» AUFGABENSTELLUNG
Führen Sie jede Zeile der folgenden Daten auf, in der die Zeichenfolge „tree“ vorkommt, und geben Sie diese Zeilen unverändert wieder.

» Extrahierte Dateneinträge
((
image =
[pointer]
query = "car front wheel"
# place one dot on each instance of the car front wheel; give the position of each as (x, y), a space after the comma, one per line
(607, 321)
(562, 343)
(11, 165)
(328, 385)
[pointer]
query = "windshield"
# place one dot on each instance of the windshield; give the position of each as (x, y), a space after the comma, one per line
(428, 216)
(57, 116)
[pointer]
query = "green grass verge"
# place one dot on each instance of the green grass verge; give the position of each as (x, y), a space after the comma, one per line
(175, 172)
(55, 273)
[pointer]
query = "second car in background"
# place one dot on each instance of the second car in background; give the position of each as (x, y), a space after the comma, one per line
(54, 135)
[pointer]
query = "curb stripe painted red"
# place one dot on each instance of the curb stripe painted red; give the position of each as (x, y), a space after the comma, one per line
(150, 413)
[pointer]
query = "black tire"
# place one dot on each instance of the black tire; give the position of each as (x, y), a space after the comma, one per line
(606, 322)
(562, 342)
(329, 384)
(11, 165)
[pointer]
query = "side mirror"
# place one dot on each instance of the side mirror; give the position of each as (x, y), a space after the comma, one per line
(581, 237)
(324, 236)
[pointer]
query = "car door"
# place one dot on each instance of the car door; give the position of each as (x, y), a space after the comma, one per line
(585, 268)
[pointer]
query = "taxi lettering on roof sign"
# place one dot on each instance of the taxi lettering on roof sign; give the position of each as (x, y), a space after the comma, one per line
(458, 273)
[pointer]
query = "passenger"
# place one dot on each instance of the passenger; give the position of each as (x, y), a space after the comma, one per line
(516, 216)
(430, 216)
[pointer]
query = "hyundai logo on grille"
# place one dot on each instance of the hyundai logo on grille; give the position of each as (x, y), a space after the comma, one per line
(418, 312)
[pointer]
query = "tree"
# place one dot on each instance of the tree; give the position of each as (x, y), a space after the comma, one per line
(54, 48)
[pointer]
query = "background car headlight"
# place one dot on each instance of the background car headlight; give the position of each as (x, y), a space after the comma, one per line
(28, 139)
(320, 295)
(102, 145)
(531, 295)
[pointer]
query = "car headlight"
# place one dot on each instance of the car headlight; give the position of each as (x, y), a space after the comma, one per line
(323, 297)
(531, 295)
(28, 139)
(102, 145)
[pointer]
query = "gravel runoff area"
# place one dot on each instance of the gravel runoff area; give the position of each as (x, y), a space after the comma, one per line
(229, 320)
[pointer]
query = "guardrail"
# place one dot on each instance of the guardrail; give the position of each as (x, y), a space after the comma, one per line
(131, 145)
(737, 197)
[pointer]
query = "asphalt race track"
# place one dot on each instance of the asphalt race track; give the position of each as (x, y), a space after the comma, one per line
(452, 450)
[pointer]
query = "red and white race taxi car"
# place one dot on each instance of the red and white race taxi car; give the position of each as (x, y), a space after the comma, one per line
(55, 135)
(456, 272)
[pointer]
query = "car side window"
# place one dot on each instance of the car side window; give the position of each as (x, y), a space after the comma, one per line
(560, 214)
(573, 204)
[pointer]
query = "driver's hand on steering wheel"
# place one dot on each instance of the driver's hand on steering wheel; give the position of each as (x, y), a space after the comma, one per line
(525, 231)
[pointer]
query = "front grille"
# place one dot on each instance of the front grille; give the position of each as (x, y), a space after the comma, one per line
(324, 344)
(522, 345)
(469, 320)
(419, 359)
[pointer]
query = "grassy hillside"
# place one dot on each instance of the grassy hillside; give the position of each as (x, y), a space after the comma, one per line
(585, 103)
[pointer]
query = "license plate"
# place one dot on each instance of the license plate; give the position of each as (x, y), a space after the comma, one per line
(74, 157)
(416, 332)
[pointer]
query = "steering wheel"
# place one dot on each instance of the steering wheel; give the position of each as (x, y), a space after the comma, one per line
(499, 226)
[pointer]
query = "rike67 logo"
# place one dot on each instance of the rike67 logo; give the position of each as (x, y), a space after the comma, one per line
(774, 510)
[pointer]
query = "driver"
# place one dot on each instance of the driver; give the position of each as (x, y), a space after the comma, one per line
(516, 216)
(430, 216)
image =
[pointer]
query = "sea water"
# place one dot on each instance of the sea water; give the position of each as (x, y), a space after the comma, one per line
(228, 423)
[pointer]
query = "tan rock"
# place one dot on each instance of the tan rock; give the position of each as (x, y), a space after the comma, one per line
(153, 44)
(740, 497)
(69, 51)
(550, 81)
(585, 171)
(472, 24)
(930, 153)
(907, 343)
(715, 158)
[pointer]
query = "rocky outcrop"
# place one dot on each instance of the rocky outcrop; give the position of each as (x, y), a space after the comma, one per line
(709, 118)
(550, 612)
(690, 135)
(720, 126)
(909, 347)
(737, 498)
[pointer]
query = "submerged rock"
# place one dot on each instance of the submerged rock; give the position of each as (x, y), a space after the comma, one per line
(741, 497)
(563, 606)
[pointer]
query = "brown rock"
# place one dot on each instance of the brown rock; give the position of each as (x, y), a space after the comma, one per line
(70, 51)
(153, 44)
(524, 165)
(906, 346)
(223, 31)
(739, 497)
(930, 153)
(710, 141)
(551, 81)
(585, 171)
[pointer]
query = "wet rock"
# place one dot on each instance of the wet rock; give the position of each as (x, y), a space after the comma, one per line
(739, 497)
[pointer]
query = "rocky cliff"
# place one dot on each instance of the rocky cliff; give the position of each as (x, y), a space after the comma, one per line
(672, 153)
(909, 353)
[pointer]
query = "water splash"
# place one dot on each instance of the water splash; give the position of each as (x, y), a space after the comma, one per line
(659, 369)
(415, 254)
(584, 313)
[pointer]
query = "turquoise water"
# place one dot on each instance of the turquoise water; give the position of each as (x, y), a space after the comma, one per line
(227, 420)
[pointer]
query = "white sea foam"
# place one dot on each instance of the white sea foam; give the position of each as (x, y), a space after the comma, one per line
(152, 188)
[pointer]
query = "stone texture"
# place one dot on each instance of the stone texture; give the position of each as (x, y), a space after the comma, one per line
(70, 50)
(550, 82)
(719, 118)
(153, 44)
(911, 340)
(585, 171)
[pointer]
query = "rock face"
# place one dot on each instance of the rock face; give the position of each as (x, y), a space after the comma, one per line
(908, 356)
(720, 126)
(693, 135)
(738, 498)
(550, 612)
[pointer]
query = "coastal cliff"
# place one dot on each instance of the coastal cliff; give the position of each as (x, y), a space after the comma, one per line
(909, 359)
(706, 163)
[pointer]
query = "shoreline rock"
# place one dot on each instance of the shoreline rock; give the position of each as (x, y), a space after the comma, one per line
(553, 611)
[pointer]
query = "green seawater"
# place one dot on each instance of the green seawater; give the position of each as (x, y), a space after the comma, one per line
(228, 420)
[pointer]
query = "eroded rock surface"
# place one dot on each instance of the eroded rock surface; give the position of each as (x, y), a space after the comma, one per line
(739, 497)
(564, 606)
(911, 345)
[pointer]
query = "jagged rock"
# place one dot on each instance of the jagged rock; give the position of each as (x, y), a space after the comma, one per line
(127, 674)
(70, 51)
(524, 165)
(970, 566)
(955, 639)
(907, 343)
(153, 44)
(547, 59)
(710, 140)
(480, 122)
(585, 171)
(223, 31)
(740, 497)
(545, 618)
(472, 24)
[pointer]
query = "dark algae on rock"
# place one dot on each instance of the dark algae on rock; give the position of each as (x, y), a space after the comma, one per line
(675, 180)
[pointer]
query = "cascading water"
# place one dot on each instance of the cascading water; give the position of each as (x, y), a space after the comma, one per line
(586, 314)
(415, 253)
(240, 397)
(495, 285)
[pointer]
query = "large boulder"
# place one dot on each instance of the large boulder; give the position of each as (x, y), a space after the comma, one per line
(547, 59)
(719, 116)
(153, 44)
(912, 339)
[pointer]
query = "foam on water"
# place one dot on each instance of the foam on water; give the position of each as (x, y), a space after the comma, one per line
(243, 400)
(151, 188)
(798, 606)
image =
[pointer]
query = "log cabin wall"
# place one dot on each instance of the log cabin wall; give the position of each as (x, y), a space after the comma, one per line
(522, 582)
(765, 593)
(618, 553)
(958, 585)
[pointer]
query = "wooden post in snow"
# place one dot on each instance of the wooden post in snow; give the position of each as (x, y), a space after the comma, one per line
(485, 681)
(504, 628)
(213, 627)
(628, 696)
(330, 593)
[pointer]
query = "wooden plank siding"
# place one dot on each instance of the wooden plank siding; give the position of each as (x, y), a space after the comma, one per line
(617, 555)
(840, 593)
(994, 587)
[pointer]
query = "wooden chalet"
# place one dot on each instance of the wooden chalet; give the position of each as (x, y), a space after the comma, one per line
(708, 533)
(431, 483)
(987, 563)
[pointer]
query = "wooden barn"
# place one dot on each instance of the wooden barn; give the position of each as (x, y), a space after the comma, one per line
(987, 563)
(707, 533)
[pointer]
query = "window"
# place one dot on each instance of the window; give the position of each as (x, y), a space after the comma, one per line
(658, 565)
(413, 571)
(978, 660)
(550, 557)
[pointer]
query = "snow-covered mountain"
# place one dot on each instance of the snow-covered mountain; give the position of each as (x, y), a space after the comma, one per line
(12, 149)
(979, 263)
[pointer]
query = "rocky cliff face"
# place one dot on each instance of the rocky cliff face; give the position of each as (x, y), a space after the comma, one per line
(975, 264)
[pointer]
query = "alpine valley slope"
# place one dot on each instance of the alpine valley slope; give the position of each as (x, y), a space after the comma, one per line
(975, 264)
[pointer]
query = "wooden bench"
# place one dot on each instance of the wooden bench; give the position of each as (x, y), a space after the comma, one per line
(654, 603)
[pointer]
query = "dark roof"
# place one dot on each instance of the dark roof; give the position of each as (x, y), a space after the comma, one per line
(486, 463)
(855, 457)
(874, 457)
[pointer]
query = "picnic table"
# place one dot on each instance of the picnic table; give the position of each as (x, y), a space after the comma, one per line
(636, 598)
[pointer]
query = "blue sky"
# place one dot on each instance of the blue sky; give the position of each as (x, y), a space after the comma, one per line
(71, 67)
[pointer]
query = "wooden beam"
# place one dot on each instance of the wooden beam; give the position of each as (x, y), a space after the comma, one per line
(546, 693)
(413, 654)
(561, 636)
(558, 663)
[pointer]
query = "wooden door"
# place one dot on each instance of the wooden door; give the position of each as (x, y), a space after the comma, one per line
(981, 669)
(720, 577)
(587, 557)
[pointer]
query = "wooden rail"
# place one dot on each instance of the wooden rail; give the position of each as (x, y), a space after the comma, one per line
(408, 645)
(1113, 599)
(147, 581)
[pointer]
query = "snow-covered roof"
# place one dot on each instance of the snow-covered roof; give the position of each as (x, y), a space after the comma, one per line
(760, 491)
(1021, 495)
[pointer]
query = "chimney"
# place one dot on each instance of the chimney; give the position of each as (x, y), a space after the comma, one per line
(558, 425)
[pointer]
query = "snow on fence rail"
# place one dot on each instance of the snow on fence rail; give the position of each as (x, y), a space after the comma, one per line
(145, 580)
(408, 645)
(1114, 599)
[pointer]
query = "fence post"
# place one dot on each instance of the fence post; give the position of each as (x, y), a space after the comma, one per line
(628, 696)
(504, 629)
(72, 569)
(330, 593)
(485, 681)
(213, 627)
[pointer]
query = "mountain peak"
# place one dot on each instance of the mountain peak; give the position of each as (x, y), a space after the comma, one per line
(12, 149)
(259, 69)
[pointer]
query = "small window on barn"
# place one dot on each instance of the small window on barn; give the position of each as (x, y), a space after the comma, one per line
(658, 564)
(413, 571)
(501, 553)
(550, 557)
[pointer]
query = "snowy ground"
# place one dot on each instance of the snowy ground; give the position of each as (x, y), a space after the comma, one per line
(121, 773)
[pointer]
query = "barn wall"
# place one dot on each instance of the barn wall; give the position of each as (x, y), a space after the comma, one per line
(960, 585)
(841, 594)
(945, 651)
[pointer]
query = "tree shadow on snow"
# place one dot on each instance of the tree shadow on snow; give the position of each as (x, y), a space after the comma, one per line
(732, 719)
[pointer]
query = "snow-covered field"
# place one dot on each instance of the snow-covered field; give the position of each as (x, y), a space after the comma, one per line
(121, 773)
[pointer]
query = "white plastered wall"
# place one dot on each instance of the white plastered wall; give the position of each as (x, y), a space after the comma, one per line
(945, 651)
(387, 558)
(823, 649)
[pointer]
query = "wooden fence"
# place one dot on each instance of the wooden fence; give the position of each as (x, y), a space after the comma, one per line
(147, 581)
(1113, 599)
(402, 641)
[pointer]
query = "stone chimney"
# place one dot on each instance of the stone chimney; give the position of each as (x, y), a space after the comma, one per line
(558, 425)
))
» LÖSUNG
query = "tree"
# place one dot on each instance of the tree; give the position of each as (x, y), a space after the comma, one per line
query = "tree shadow on snow"
# place one dot on each instance of the tree shadow on snow; give the position of each as (x, y), a space after the comma, one per line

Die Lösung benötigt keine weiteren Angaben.